## What you should do
Format the data as a JSON list of strings, one string per line, with blank lines left out. Begin at the line that has "Target: tree bark", stop after the last line of the data, and leave the pictures out.

## Information shown
::::
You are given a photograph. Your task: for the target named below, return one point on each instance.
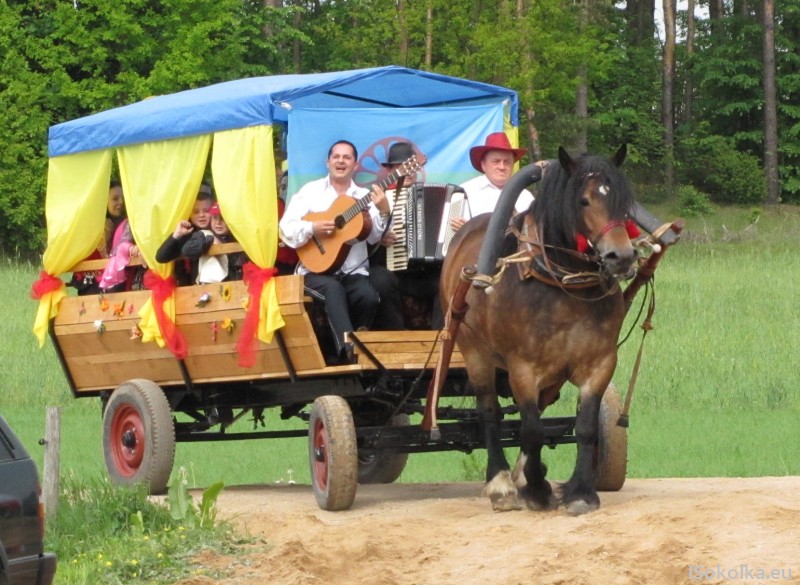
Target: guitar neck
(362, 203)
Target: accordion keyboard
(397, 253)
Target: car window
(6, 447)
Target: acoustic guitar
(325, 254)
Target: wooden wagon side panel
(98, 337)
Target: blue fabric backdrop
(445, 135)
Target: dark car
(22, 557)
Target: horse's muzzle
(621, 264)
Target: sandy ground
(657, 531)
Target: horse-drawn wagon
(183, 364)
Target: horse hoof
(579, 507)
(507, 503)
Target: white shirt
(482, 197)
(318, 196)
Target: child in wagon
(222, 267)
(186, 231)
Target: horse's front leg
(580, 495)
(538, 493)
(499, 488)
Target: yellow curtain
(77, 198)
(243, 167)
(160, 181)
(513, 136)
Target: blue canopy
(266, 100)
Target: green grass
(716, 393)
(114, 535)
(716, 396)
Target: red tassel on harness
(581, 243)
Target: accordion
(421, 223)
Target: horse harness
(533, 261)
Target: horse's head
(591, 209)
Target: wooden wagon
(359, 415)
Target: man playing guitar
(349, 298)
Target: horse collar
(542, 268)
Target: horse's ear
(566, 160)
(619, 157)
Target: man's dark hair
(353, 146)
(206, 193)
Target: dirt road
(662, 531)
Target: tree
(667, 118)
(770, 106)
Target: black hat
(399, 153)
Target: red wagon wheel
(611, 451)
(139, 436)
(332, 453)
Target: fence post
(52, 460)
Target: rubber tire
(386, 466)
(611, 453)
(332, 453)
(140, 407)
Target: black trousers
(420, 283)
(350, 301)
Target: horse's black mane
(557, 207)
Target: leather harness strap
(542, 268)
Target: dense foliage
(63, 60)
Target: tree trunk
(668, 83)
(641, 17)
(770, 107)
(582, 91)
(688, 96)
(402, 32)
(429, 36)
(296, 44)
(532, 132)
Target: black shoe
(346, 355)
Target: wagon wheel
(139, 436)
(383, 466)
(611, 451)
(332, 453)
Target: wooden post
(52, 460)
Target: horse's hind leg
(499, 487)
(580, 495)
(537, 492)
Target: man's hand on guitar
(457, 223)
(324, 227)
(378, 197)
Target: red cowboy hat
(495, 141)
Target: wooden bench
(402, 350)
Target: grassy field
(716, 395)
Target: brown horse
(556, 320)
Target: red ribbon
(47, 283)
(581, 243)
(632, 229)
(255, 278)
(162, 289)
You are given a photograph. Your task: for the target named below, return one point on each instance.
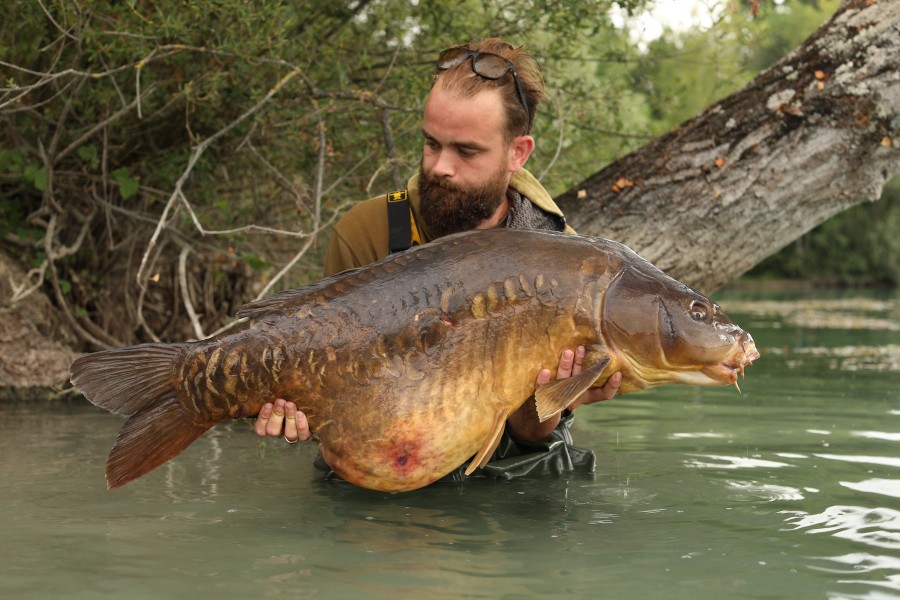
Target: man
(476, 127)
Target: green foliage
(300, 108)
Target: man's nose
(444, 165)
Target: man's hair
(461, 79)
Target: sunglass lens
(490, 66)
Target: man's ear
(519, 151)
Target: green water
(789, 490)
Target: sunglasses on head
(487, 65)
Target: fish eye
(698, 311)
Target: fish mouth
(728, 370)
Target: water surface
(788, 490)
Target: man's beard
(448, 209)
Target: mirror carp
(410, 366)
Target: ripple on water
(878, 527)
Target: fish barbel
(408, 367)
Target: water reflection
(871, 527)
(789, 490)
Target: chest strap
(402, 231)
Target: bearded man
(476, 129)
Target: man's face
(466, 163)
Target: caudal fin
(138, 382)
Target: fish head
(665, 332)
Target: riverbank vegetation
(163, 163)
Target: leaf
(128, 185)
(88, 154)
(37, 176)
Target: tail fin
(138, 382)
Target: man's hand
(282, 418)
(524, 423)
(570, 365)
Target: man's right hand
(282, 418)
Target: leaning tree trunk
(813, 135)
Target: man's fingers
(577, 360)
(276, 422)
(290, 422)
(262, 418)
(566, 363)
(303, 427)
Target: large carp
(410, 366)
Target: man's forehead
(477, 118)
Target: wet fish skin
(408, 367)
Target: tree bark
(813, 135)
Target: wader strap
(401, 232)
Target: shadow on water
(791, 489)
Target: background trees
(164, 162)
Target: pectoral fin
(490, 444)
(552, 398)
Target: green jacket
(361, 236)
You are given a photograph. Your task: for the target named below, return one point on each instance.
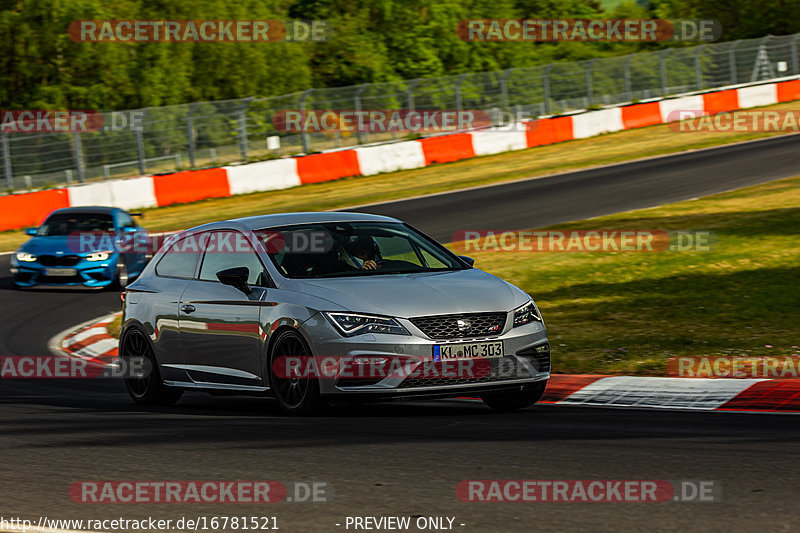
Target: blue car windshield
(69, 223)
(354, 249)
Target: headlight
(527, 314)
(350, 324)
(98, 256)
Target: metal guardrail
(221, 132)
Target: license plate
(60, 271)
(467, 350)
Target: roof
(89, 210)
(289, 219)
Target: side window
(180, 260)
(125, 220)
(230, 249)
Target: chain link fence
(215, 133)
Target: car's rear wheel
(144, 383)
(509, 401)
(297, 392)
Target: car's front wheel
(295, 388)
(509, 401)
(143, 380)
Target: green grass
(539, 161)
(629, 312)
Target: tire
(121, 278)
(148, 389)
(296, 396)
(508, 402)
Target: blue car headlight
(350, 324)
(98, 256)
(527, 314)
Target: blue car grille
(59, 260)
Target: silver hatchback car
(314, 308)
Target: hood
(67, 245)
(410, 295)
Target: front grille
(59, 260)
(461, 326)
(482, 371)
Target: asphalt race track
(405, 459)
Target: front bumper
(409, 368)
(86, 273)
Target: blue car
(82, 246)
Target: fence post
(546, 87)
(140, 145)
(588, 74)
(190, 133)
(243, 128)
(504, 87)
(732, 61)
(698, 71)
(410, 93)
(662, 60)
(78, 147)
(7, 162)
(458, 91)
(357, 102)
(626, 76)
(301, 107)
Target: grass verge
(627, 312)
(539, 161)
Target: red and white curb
::::
## Task result
[
  "Target: tree bark",
  "(813, 135)",
  "Target: wader strap",
  "(401, 232)",
  "Target: shadow on water",
  "(791, 489)",
  "Target: background trees",
  "(164, 162)",
  "Target: pectoral fin",
  "(490, 444)",
  "(552, 398)",
  "Target: green jacket",
  "(361, 236)",
  "You are given a photograph. Your task: for the target named below, return one point on each instance.",
  "Target: blue car windshield",
  "(69, 223)",
  "(354, 249)",
  "Target: headlight",
  "(527, 314)",
  "(350, 324)",
  "(98, 256)",
  "Target: metal guardrail",
  "(221, 132)",
  "Target: license plate",
  "(60, 271)",
  "(467, 350)",
  "Target: roof",
  "(89, 210)",
  "(289, 219)",
  "Target: side window",
  "(180, 260)",
  "(125, 220)",
  "(230, 249)",
  "Target: chain link fence",
  "(215, 133)",
  "Target: car's rear wheel",
  "(144, 383)",
  "(509, 401)",
  "(297, 392)",
  "Target: car's front wheel",
  "(295, 388)",
  "(509, 401)",
  "(143, 380)",
  "Target: green grass",
  "(539, 161)",
  "(629, 312)",
  "Target: tire",
  "(121, 278)",
  "(148, 389)",
  "(296, 396)",
  "(508, 402)",
  "Target: blue car headlight",
  "(350, 324)",
  "(98, 256)",
  "(527, 314)",
  "Target: blue car grille",
  "(59, 260)",
  "Target: silver hatchback car",
  "(314, 308)",
  "Target: hood",
  "(67, 245)",
  "(410, 295)",
  "Target: front grille",
  "(59, 260)",
  "(461, 326)",
  "(482, 371)",
  "Target: asphalt race track",
  "(405, 459)",
  "Target: front bumper",
  "(409, 368)",
  "(86, 273)",
  "Target: blue car",
  "(82, 246)",
  "Target: fence post",
  "(546, 87)",
  "(140, 145)",
  "(588, 74)",
  "(190, 133)",
  "(243, 128)",
  "(504, 87)",
  "(732, 61)",
  "(698, 71)",
  "(410, 93)",
  "(662, 60)",
  "(78, 147)",
  "(7, 162)",
  "(458, 91)",
  "(357, 102)",
  "(626, 76)",
  "(301, 107)",
  "Target: grass verge",
  "(627, 312)",
  "(539, 161)",
  "Target: red and white curb"
]